Which of the lines below holds the string "marking"? Copy every line that does.

Records to process START

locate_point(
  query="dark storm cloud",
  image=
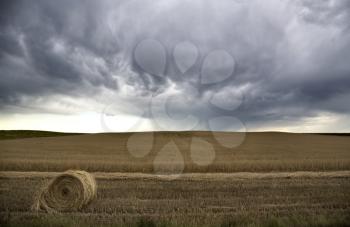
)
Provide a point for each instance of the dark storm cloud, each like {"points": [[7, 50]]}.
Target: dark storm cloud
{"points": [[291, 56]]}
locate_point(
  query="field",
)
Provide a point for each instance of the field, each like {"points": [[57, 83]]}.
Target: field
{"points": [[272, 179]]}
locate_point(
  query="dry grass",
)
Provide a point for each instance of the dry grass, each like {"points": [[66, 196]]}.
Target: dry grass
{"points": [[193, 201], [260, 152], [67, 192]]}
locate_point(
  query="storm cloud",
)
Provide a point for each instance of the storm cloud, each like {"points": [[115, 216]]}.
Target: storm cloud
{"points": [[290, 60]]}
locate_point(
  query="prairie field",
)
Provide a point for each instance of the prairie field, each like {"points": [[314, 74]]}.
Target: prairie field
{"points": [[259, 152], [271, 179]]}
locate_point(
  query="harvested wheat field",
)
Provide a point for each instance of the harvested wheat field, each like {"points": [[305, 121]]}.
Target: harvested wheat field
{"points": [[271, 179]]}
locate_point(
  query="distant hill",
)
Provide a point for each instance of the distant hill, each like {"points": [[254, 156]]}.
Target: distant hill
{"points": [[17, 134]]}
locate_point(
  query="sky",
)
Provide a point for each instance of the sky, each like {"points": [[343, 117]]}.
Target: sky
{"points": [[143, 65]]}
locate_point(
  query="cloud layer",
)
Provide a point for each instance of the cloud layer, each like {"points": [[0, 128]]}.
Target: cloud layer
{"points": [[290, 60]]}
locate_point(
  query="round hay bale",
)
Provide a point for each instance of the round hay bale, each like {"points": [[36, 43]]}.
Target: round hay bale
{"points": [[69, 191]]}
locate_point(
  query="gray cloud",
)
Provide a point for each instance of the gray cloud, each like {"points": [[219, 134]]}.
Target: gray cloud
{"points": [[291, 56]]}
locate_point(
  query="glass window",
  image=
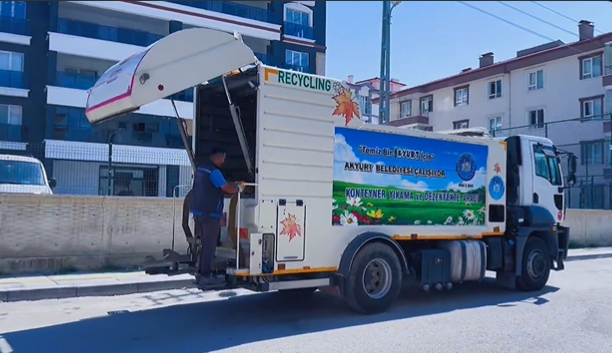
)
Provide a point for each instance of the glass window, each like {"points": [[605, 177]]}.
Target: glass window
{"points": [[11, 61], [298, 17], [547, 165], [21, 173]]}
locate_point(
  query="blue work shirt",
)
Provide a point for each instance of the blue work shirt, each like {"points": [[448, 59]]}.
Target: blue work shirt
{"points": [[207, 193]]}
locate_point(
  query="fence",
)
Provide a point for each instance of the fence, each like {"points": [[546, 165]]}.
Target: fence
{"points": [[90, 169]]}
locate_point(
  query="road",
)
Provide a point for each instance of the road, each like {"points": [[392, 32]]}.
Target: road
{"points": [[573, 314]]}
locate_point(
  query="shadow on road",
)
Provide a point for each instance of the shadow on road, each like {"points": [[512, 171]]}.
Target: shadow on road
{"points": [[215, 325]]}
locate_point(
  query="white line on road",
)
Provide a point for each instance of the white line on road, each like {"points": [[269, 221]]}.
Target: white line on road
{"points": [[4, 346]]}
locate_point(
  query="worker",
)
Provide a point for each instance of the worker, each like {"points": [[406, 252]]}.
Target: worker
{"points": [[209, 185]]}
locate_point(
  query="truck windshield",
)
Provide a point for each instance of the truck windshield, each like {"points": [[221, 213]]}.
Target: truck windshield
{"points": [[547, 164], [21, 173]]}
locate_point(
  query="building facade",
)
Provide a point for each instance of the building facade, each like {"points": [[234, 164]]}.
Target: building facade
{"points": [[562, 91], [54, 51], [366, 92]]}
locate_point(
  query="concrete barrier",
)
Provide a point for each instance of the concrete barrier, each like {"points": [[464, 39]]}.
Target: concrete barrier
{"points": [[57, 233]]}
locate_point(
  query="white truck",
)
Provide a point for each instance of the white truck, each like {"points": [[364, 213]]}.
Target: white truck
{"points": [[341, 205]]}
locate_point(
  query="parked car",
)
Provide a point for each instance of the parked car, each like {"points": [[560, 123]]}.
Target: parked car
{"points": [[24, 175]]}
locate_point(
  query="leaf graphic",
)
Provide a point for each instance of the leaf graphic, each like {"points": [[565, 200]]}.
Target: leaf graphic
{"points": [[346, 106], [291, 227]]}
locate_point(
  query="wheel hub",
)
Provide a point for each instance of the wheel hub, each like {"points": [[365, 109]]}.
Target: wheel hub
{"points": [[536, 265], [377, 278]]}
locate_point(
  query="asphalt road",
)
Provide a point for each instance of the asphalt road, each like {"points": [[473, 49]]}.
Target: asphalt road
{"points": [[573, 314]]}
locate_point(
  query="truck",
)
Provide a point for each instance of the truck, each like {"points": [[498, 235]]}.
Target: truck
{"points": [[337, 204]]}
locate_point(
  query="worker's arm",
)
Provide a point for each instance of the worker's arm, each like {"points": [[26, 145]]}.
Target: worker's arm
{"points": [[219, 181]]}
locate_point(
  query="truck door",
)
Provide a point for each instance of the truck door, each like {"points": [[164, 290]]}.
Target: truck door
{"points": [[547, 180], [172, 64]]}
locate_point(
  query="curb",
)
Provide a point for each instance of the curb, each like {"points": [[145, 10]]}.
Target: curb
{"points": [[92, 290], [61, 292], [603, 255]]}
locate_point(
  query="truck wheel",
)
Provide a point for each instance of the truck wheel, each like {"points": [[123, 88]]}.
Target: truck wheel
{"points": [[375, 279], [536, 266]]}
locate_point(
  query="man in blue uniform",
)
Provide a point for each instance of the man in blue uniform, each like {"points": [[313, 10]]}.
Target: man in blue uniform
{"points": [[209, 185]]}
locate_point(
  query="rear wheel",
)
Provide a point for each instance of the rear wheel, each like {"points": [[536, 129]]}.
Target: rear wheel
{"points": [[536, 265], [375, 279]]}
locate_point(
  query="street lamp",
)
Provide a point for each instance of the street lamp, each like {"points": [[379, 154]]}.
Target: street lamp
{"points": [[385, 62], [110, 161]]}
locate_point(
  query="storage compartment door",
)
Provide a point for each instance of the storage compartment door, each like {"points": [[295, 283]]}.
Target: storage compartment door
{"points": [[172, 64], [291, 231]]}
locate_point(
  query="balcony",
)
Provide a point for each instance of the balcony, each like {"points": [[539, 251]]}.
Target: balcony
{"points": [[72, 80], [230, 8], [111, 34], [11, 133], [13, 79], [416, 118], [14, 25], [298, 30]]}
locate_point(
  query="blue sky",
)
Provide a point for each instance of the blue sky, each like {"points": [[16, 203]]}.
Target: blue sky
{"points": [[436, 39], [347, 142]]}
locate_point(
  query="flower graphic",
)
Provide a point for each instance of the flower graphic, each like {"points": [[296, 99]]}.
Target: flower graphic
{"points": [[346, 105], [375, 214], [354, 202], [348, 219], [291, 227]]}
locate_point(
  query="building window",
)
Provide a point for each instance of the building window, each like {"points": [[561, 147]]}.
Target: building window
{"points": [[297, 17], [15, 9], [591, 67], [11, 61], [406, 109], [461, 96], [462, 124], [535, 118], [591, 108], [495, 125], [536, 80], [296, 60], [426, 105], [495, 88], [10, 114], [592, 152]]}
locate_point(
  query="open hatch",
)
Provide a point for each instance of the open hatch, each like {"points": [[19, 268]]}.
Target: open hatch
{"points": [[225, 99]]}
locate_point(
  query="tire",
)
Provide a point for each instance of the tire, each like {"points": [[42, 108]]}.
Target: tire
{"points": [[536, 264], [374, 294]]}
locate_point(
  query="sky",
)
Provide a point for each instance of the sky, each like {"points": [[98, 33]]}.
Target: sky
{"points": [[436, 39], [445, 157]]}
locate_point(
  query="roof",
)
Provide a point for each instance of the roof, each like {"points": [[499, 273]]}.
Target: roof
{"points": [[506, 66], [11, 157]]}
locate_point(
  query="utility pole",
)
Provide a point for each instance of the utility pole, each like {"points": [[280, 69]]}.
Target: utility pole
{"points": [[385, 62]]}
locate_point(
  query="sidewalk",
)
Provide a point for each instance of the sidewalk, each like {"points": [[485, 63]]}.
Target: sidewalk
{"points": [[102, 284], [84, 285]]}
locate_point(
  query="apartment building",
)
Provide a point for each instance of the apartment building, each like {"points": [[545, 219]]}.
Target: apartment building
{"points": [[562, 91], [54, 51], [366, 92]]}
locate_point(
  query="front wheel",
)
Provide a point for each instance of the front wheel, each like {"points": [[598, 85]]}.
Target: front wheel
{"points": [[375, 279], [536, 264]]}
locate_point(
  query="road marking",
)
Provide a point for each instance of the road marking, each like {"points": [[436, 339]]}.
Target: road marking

Records to process END
Records to process START

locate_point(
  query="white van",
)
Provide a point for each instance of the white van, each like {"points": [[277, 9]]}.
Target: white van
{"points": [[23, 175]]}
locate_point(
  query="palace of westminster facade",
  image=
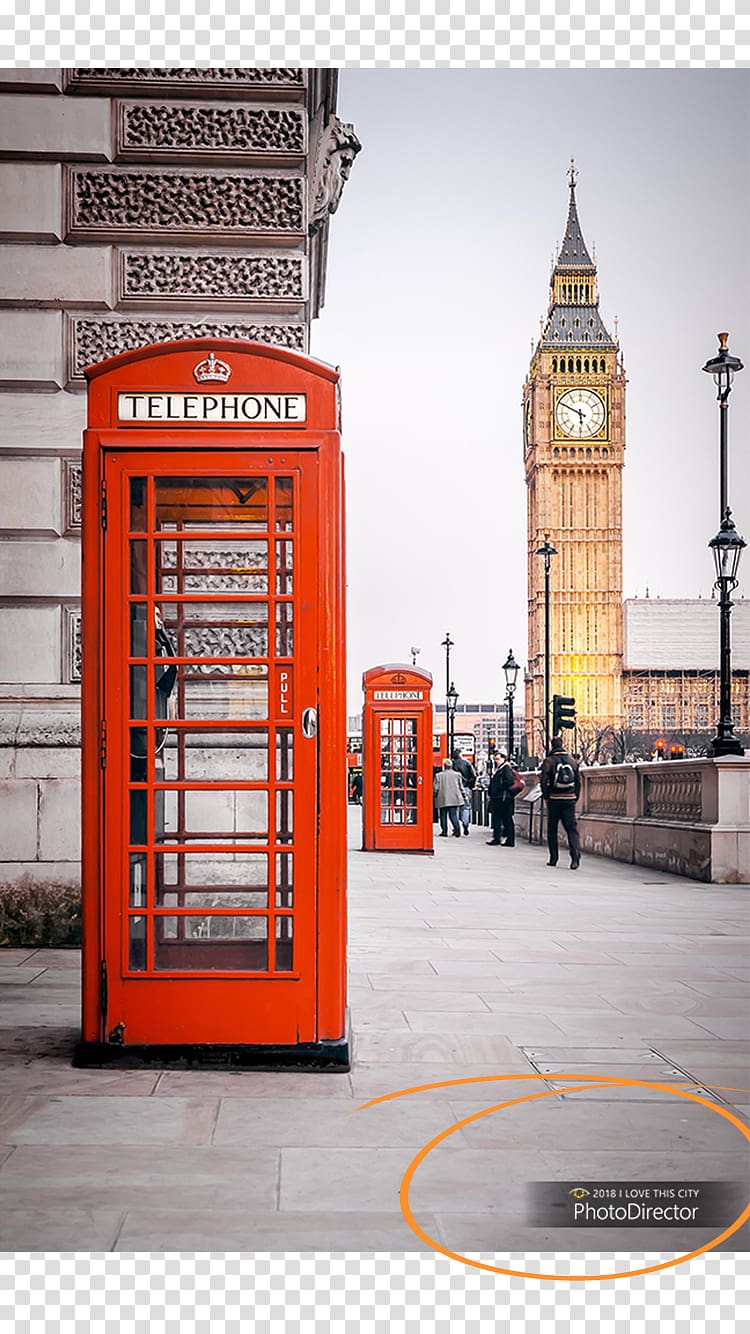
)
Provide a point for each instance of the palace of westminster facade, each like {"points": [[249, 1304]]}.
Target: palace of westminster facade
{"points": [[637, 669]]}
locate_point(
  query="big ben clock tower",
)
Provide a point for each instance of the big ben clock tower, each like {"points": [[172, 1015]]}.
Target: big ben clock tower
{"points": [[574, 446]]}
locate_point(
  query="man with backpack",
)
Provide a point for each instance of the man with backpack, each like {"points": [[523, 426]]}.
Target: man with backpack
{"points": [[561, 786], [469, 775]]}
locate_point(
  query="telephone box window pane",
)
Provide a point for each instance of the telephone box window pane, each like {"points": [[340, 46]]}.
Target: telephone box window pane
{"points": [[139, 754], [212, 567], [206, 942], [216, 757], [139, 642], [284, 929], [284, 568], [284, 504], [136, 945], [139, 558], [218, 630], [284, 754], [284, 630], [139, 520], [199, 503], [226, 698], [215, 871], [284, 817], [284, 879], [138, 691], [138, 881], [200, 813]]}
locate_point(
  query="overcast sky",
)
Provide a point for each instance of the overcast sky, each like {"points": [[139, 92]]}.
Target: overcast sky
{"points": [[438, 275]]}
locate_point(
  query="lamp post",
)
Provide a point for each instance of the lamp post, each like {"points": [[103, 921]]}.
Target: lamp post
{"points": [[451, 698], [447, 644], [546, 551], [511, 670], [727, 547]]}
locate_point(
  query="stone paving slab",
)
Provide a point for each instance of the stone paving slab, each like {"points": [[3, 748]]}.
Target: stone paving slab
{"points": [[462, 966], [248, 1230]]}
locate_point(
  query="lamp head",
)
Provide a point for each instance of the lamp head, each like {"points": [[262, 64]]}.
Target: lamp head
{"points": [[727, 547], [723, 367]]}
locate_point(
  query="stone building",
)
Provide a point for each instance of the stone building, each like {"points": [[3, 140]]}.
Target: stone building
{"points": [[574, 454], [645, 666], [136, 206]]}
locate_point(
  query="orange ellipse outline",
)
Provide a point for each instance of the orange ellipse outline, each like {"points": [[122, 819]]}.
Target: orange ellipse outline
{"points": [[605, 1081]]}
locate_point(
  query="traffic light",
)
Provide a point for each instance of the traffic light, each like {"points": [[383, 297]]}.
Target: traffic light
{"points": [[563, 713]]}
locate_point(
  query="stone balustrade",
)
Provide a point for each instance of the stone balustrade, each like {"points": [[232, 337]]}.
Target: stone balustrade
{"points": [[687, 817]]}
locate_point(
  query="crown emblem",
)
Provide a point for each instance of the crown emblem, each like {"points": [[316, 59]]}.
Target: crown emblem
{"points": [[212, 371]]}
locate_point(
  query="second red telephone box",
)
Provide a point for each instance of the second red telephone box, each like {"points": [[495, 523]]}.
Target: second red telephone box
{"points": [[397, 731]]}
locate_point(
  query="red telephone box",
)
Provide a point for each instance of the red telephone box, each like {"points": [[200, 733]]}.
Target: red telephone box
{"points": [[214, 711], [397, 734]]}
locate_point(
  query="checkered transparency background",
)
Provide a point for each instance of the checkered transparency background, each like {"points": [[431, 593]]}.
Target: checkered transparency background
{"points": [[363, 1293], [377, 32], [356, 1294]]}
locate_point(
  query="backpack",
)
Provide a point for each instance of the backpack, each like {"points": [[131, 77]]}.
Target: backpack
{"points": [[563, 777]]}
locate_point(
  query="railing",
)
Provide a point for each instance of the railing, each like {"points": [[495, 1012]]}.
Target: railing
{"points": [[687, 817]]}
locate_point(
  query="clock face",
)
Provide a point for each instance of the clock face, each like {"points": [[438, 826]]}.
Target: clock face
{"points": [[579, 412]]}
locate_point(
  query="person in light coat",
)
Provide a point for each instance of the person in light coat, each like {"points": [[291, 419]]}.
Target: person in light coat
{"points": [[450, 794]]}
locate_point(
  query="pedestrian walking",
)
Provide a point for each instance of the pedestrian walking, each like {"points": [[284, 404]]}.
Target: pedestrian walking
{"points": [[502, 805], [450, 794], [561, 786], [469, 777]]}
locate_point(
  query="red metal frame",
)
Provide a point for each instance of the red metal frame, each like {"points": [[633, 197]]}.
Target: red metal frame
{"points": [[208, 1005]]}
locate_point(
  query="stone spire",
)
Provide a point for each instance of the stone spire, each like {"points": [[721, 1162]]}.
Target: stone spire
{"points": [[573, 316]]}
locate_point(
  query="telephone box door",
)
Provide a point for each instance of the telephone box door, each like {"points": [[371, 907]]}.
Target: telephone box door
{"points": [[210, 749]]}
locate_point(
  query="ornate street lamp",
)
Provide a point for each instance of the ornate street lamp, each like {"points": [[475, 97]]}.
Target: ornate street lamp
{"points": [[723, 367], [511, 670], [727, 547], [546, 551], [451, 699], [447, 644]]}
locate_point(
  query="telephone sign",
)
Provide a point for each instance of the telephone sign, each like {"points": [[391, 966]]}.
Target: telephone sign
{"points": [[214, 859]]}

Records to process END
Records to process START

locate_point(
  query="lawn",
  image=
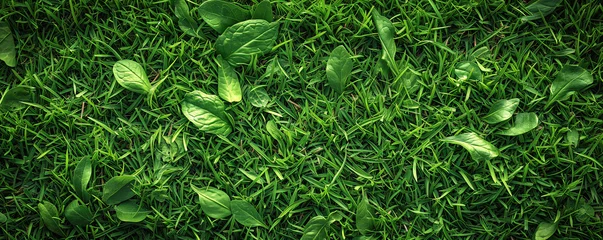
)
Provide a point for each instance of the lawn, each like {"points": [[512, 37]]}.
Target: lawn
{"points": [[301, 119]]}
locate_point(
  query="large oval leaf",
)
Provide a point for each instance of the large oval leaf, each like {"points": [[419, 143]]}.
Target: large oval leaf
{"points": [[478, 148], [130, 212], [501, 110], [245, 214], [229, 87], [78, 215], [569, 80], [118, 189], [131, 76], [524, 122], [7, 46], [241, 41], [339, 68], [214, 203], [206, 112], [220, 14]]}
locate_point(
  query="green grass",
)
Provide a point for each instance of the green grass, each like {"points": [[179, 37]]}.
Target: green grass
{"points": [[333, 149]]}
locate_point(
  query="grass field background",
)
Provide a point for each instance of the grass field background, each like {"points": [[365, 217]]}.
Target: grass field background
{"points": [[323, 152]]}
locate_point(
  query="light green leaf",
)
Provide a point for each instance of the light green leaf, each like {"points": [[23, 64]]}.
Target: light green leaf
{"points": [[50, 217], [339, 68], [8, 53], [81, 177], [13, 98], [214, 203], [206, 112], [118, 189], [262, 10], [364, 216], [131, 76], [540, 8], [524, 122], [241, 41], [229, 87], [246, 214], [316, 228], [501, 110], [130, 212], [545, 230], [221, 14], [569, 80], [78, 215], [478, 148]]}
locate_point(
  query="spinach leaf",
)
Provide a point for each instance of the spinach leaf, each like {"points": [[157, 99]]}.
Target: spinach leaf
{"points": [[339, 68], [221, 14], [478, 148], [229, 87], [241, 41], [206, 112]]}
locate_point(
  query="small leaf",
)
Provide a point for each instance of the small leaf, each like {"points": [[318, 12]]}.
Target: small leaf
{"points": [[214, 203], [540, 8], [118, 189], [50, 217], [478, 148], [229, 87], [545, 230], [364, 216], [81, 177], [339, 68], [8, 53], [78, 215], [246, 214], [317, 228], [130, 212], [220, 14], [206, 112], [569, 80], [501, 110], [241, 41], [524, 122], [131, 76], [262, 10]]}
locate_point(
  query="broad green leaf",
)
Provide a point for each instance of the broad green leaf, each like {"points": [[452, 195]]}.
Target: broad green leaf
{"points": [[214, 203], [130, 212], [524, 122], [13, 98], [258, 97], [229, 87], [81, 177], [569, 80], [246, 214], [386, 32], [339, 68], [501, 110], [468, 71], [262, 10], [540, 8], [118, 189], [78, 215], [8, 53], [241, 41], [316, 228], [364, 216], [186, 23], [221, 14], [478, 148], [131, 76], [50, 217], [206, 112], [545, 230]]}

Records to process END

§ **Exercise answer**:
  query="road marking",
Provide a point for each instance of the road marking, each like {"points": [[436, 339]]}.
Target: road marking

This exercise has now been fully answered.